▶ _DOCUMENT EXCERPT_

[Start of section]

Train and test data was performed with a 90:10 split. The test data was composed exclusively of providers without any imputed values, since this would lend more external validity.
Using RFE, only the 50 most important attributes were selected for OLS modeling.
Other than pressure sores, the most important features seemed to revolve around death and complications, which seems intuitive as that would affect the spending score.
Afterwards, a heatmap was constructed to see which variables correlated with each other, as measure known as multicollinearity. Ideally, each variable would correlate exclusively with the target variable (Spending), but things rarely go smoothly.
The areas above indicate which features are collinear. Expectedly, since some measures have a denominator, lower and upper estimate as scores, it is unsurprising that these are correlated with each other. In addition, a lot of the complications around death are also correlated.
The OLS model seemed to predict the training data exceptionally, as indicated by the adjusted R2-score. However, when compared against the test data, this score fell to -3.8. In other words, it performed much worse than simply taking the mean of the data.
The reason was obvious—there wasn’t sufficient real data. Despite fitting the training data well, the model performed grotesquely against the test data of real-world, non-imputed values. This logically mean that the imputation algorithm could not accurately match trends in the data, which also implies that there was a lack of data to begin with. Nonetheless, I carried on in optimistic denial hoping that perhaps machine learning could work its magic.
PCA to Reduce to 62 Components
Error Plot for Machine Learning
Sadly, I was forced to face my delusion. Both XGBoost and Random Forest algorithms performed poorly as well (albeit not as badly as OLS) with a score of -.3 and -.9 against the test data. These scores only improved once I repeated the model against train and test data that was randomly split, but there would be no external validity then.
Improved Scores and Predictions, but lacking External Validity
It would mean nothing if the models performed well against imputed data (even if it contained some real data) because it was already indicated that the imputed data was significantly different than the real data. Rather, I’m stuck with three models that perform worse than simply guessing the mean score of the test data, which is unreliable to say in the least.
There is a reason why OSEMN begins with O for Obtain and why companies like Facebook, Google, and Amazon pay billions for enormous quantities of good data. Without such data, no amount of algorithm or predictive analytics can truly predict what will happen. At worst, there will simply be a confirmation bias for what has happened. Yet, this investigation was the first failure of possibly many. Data science is an iterative process that does not require starting from scratch with each failure. Many of the exploratory and modeling techniques conducted are easily reusable with sufficient data, and that will always the silver lining. Though in the business environment, investing time and resources into obtaining such data will always be discretionary.

[End of section]

▶ _ACTION ITEM 1_
In the spending-model write-up, what ratio was used to split the train and test data?
▶ _ACTION ITEM 2_
Rewrite the spending-model write-up from "Afterwards, a heatmap" up to and including "are also correlated.", replacing "heatmap" with "correlation matrix".
The data after this point is not needed.

▶ _RECORDS PROVIDED_
[Start of section]

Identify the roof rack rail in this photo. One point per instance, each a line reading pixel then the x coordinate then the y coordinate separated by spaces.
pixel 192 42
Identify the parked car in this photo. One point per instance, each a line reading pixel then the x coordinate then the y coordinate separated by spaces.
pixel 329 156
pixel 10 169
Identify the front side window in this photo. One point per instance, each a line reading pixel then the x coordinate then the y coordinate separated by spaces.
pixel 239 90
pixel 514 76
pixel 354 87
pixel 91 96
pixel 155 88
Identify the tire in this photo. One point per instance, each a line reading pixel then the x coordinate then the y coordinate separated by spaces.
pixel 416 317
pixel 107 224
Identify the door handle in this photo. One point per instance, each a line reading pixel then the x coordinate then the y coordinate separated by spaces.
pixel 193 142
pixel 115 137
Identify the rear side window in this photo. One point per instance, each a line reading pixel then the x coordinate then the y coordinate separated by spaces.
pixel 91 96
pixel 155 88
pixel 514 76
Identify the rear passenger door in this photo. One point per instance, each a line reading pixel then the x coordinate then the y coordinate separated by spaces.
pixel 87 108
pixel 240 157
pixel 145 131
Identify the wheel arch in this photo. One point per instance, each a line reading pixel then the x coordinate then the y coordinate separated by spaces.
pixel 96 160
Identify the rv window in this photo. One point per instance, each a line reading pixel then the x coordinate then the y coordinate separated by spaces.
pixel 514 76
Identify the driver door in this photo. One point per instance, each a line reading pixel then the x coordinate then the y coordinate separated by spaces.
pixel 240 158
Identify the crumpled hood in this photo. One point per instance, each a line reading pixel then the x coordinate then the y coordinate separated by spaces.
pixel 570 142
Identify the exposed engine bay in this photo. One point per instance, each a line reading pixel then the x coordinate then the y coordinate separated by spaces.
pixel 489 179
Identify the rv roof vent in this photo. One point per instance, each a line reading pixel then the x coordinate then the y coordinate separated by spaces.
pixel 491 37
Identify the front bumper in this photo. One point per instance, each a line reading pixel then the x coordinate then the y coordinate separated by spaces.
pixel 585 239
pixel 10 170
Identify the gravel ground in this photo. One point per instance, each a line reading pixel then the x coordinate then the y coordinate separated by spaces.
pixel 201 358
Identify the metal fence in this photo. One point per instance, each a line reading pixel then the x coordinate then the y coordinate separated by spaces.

[End of section]

▶ _EXERCISE SOLUTION 1_
A 90:10 split.

▶ _EXERCISE SOLUTION 2_
Afterwards, a correlation matrix was constructed to see which variables correlated with each other, as measure known as multicollinearity. Ideally, each variable would correlate exclusively with the target variable (Spending), but things rarely go smoothly.
The areas above indicate which features are collinear. Expectedly, since some measures have a denominator, lower and upper estimate as scores, it is unsurprising that these are correlated with each other. In addition, a lot of the complications around death are also correlated.